» WHAT TO WORK ON
Reproduce the records that follow with every "Place a marker" replaced by "Put a dot" and everything else unchanged, leaving the pictures out of your answer.

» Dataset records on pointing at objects
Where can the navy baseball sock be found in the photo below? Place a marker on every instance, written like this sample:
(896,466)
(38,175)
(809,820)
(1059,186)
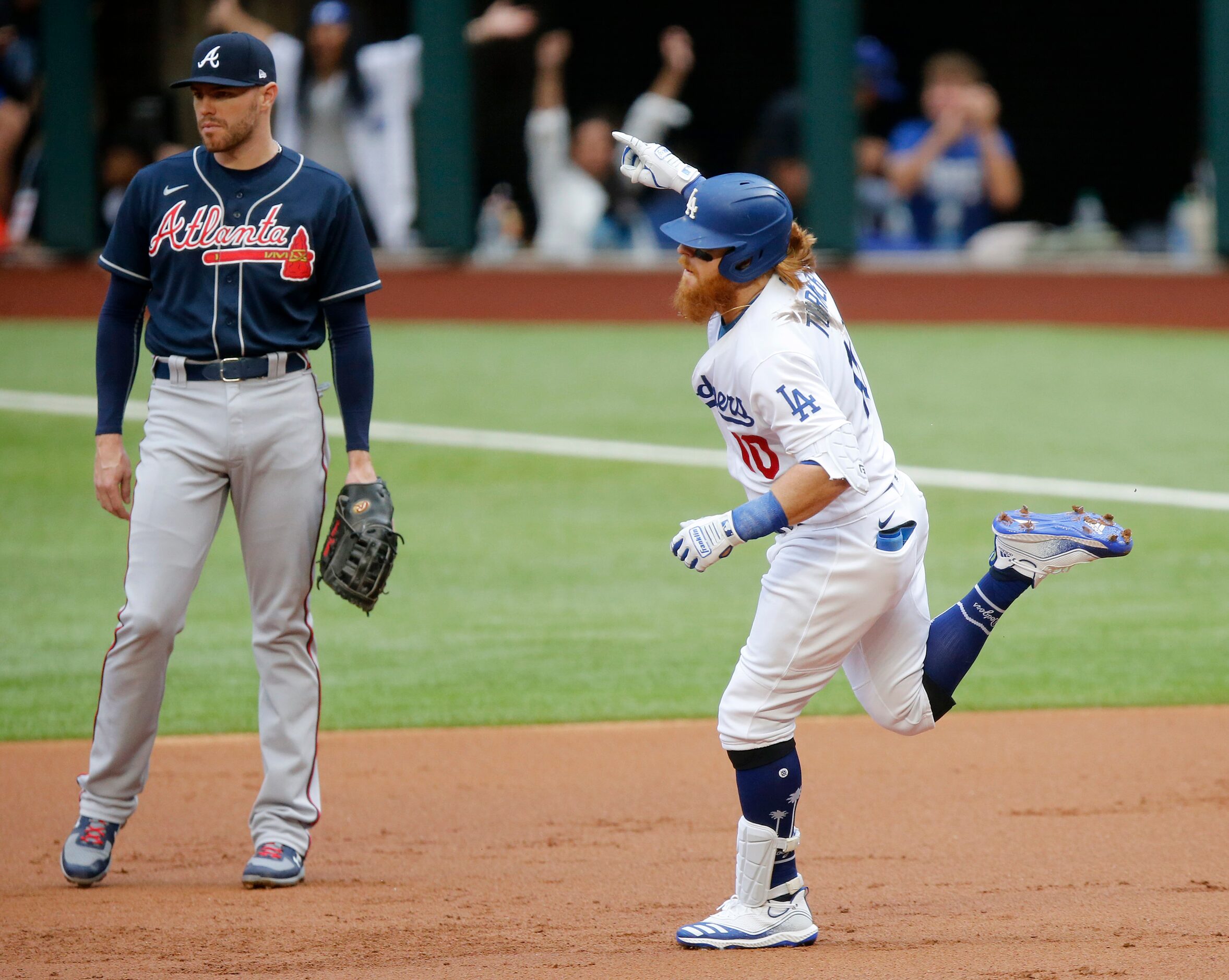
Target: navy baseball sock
(958,636)
(769,794)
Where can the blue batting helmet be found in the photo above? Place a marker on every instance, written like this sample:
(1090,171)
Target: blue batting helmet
(743,212)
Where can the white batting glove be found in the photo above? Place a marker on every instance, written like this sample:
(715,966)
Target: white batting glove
(706,541)
(653,165)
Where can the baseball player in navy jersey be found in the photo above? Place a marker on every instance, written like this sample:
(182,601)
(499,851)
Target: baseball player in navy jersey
(246,255)
(846,584)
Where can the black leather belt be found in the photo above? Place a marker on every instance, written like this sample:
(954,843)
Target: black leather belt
(229,369)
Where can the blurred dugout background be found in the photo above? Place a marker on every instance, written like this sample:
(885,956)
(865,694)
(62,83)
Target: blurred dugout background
(1104,107)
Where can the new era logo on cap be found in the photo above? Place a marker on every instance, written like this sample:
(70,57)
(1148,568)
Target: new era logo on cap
(235,59)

» THE RESPONSE
Where can the navy baseball sock be found in the photo below? Put a dot on every instance, written like this sample:
(896,466)
(38,175)
(809,820)
(1059,186)
Target: navy baseball sock
(958,636)
(769,794)
Where can the blue batting helmet be found in the photo above? Put a dot on every instance, written like this sample:
(1090,171)
Target: blue batting helmet
(743,212)
Where can the white batting glove be found in the photo above? Put a dot on every instance, written like this sample:
(715,966)
Target: white batting glove
(706,541)
(653,165)
Where can the baseball player in navy jersey be found in the photo above? Put a dot on every instance, written like this sample:
(182,601)
(499,851)
Target: baseball player in navy jersey
(246,255)
(846,584)
Where can the black leather belt be found in the photo above? Put a dot on every instance, written like this sample:
(954,843)
Target: black leather belt
(229,369)
Where can the blurred dugout background be found in the photo above? Put a dot on every instance, written like this sample:
(885,956)
(865,694)
(62,83)
Target: blurred dugout background
(1104,107)
Where can the new era logo on cap be found in the photo above? Put a dot on every instance, written like this sample:
(70,57)
(1148,568)
Target: new era logo on cap
(235,59)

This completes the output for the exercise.